YOUR OBJECTIVE —
Could you reproduce every one of the rows below verbatim, line for line, with nothing changed?
....................
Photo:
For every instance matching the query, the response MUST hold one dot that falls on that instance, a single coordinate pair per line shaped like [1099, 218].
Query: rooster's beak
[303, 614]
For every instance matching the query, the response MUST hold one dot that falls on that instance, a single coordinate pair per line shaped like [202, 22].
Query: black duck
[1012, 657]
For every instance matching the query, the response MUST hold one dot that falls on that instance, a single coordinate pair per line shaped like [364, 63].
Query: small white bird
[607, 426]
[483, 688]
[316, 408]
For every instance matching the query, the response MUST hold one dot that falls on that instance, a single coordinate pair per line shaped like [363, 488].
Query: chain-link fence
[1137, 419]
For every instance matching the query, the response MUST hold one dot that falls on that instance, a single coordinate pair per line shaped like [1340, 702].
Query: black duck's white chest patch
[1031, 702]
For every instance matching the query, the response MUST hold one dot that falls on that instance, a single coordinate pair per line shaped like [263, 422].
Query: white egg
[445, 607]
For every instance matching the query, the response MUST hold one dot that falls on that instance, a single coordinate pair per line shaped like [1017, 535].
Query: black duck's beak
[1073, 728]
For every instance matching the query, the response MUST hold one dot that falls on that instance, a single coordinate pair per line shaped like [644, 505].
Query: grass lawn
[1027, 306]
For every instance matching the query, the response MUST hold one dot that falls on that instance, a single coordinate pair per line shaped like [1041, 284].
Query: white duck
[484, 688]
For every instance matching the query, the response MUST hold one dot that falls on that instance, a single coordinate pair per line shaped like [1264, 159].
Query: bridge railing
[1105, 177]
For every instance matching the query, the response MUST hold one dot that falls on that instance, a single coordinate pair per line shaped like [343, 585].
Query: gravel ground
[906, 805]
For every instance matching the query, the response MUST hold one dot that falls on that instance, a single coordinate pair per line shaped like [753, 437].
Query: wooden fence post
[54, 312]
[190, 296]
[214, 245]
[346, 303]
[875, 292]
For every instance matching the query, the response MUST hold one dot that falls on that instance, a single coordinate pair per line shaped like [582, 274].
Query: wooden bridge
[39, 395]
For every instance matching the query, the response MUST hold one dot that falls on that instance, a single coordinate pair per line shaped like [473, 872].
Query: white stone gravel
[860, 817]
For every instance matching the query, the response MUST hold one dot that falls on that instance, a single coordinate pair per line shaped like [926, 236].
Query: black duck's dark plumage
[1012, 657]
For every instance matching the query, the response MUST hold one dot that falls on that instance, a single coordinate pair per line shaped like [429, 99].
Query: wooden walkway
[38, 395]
....................
SOLUTION TO THIS PROBLEM —
Photo:
For every instance matching the query, the response MUST hold one dot that falls on that instance, a single coordinate pair per line shaped like [1099, 218].
Query: rooster's beak
[303, 614]
For every instance matching the query, the response MUST hold one dot that falls on that instance, a single coordinate pair per line shaped like [202, 22].
Query: black duck
[1012, 657]
For every instance matching the query, the response MUST hold one dot that falls on that instance, a single coordinate pair per line shaped like [364, 63].
Query: small white bird
[607, 426]
[483, 688]
[316, 408]
For every instance matching the query, the response MUST hold one dot that falls on that instance, a single coordinate pair per line shaped like [363, 488].
Query: chain-link fence
[1137, 419]
For every instance matching the query, the response MUST hold one dot that falls on that instance, a single coordinate pair per line shaped like [1340, 702].
Query: black duck's white chest patch
[1031, 702]
For every instance matching the query, the response MUST hold one dot that falls on that instance, a single coordinate pair per line shaped like [263, 422].
Query: white egg
[445, 607]
For every instance matching the query, the response MUST hold one dot that falls on that instance, a single coordinate pair per line shaped like [1017, 535].
Query: black duck's beak
[1073, 728]
For every instance matching the query, the response MUST hold one dot that falls on that instance, a single coordinate pair per line shaped like [644, 505].
Query: grass lawn
[1027, 306]
For every instance matching the query, the response MUST hold one dot that falls on that instance, a single coordinate pair per line shaped like [1041, 284].
Query: white duck
[484, 688]
For every instance matching the query, the response MUST hold one dot that falls on that instance, a single coordinate pair per line shaped like [1264, 159].
Query: bridge railing
[1105, 177]
For every instance matching the query, the response MUST hold one dot that falls on that instance, a single coordinate pair per line shaped like [343, 585].
Query: gravel ground
[906, 805]
For every instance matching the query, the response MUST hold one dot that falls on that instance, a single coordinate pair per line shaped like [753, 437].
Query: wooden fence post
[54, 312]
[190, 296]
[214, 245]
[346, 303]
[875, 292]
For every instance matching the query, the response MUST hold one dot that falls on that instance, a single coordinate pair per line shaped like [582, 274].
Query: wooden bridge
[39, 395]
For every instance matching the query, the response MUST hold one dot that falls on that instance, a single coordinate pair per line shaped like [473, 872].
Query: white stone gravel
[860, 817]
For every instance matching the query, the response MUST hold one dot that falls on that instance, a single coordinate pair per line shaped like [926, 236].
Query: black duck's dark plumage
[1012, 657]
For every instance matching the query, the response MUST hold one dot that falls on that instance, a single coordinate pair per line shaped like [429, 99].
Query: wooden walkway
[38, 395]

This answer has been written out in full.